The listing below is to be output in its exact form.

(Records contained in a dataset)

####

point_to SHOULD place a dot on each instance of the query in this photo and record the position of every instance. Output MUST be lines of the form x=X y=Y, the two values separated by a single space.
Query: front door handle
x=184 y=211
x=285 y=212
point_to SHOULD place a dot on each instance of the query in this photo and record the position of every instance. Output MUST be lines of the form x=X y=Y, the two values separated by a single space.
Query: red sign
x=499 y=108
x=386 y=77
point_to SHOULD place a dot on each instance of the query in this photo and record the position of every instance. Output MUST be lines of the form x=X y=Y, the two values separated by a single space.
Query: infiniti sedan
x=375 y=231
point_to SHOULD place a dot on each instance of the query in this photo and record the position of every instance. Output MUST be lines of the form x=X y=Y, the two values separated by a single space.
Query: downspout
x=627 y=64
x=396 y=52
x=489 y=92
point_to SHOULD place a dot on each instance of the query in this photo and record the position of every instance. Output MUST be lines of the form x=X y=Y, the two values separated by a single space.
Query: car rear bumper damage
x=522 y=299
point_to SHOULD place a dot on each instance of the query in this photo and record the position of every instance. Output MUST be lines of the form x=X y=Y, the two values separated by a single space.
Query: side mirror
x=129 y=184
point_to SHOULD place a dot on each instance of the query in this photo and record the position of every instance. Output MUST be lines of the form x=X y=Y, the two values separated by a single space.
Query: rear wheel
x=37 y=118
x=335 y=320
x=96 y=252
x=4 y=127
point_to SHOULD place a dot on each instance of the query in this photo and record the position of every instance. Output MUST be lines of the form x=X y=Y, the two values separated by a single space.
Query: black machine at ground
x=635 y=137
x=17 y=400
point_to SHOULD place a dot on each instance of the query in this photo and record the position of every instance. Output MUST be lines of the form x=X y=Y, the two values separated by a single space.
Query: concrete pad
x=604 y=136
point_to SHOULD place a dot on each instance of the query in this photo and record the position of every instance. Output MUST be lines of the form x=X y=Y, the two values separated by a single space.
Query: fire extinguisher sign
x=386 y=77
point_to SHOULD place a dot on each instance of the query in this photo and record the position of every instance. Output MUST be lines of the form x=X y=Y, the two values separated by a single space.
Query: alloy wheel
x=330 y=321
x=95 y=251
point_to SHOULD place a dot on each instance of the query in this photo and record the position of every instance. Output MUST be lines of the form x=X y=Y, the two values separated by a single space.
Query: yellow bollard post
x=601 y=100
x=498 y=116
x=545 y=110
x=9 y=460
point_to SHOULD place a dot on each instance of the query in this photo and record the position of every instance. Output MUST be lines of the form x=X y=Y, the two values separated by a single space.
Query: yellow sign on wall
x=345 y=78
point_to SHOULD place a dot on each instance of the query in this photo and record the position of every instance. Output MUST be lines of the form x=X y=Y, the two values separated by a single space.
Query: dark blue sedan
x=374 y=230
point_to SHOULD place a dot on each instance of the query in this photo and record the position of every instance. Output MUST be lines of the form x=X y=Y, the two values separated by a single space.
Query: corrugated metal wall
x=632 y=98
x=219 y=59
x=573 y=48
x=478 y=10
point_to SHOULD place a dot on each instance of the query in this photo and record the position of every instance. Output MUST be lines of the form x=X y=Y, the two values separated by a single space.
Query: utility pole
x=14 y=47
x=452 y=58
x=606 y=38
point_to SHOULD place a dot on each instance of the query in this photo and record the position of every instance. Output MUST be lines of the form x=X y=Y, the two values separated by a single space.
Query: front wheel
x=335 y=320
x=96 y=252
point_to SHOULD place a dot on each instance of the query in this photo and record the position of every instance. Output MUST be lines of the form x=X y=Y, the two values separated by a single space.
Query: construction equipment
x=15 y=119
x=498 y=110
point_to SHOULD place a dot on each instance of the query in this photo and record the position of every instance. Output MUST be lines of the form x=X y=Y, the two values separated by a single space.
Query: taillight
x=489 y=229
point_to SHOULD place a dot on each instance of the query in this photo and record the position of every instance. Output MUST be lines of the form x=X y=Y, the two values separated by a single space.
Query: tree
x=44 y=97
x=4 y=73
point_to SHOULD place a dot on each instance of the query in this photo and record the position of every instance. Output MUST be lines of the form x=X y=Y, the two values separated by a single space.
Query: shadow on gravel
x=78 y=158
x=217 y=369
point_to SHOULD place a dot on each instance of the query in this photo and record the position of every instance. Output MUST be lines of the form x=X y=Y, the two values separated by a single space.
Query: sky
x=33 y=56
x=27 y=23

####

Solution for this problem:
point_to SHOULD place a dot on each instance of the query in this photo and record the position of every instance. Output MUST be lines of the form x=X y=Y, the two values separated by a single space.
Query: front door handle
x=184 y=211
x=285 y=212
point_to SHOULD place a dot on each instance of the query in this photo and record the position of every instance. Output MUST be lines of the form x=X y=Y, the two values separated by a single space.
Query: red sign
x=499 y=108
x=386 y=77
point_to SHOULD place a dot on each instance of the query in this photo and record the position of every instance. Output MUST be lines of the form x=X y=Y, the two values separated by a single space.
Query: infiniti sedan
x=375 y=231
point_to SHOULD place a dot on each instance of the query in this photo and record the position of every instance. Output MUST be lines of the form x=X y=Y, the two values separated by a single space.
Query: downspout
x=627 y=64
x=396 y=52
x=489 y=92
point_to SHOULD place a dot on each instance of the query in this photo and record the position of every instance. Output MUST be lines of the form x=X y=Y, the two values separated by a single space.
Query: car rear bumper damage
x=522 y=299
point_to SHOULD place a dot on each instance of the query in this photo and record the position of every instance. Output MUST be lines of the form x=X y=Y, the two values separated by a single space.
Query: side mirror
x=129 y=184
point_to SHOULD place a dot on each instance of the query in this photo and record the position of every instance. Output MUST be lines of the form x=X y=Y, the two values separated by a single space.
Query: rear wheel
x=37 y=118
x=335 y=320
x=96 y=252
x=4 y=127
point_to SHOULD place a dot on each instance of the query in this photo and record the position of every instance. Output MUST be lines of the form x=X y=Y, the two values separated by a single space.
Query: black machine at ground
x=635 y=137
x=17 y=400
point_to SHOULD place a dot on each instance of the query in this photo and record the position of every instance. Output MUST be lines of the form x=X y=Y, the two values separated by a single space.
Query: concrete pad
x=604 y=136
point_to SHOULD place a dot on each instance of the query in this photo and record the position of every instance. Output MUST be lines of the form x=X y=Y, the two values separated by a single space.
Query: fire extinguisher sign
x=386 y=77
point_to SHOULD place a dot on each instance of the query in this photo and record the position of every instance. Output MUST be lines of the form x=X y=Y, the two values separated by a single space.
Query: alloy wheel
x=330 y=321
x=95 y=251
point_to SHOULD place a dot on each instance of the query in this photo and record the position of every instance. Output MUST be lines of the form x=X y=Y, the two values separated by a single space.
Query: yellow bollard post
x=601 y=100
x=498 y=116
x=545 y=110
x=9 y=460
point_to SHOULD place a dot on each instance of the query in this photo and record the position of every instance. Output MUST be lines of the form x=X y=Y, the two values separated by a single space.
Query: yellow sign on wall
x=345 y=78
point_to SHOULD place a dot on each instance of the query in this photo and record the position of every instance. Output MUST be lines of the form x=X y=Y, the two values separated by a single space.
Query: dark blue sedan
x=374 y=230
point_to SHOULD place a dot on each instance of the query in this photo and record the position of every instance. Output MUST be lines of the form x=X y=Y, the two values separated by a single space.
Query: corrugated metal wall
x=632 y=98
x=219 y=59
x=573 y=48
x=478 y=10
point_to SHOULD place a dot on each instance of the query in this photo and record the position of every instance. Output MUST be lines of the form x=X y=Y, the two values separated by a single space.
Query: utility pole
x=14 y=47
x=452 y=58
x=606 y=38
point_to SHOULD place a dot on each instance of the query in this photo and record the position of every instance. Output MUST be lines of the form x=X y=Y, the two values separated by a single space.
Query: front wheel
x=335 y=320
x=96 y=252
point_to SHOULD place a dot on each instance of the query in this photo and record the position of every instance. Output MUST be lines of the form x=X y=Y, the two values separated by a single space.
Query: construction equipment
x=15 y=119
x=498 y=110
point_to SHOULD place a dot on each instance of the query in this photo and record the position of every instance. Output MUST be lines of the form x=X y=Y, the two values separated by a single space.
Query: taillight
x=489 y=229
point_to SHOULD place a dot on each instance of the query in this photo and record the position of every instance. Output MUST be lines of the form x=X y=Y, the two values separated by a single space.
Query: tree
x=44 y=97
x=4 y=73
point_to SHOULD place a dot on each instance of the query in this photo and record the position of every instance. Output MUST be lines of the form x=X y=Y, the two values separated by a single space.
Query: shadow on gravel
x=78 y=158
x=217 y=369
point_to SHOULD place a dot on each instance of the query in this photo and record the position of every instance. Output MUST be lines of the form x=X y=Y, the two values separated by a single space.
Query: sky
x=33 y=56
x=27 y=23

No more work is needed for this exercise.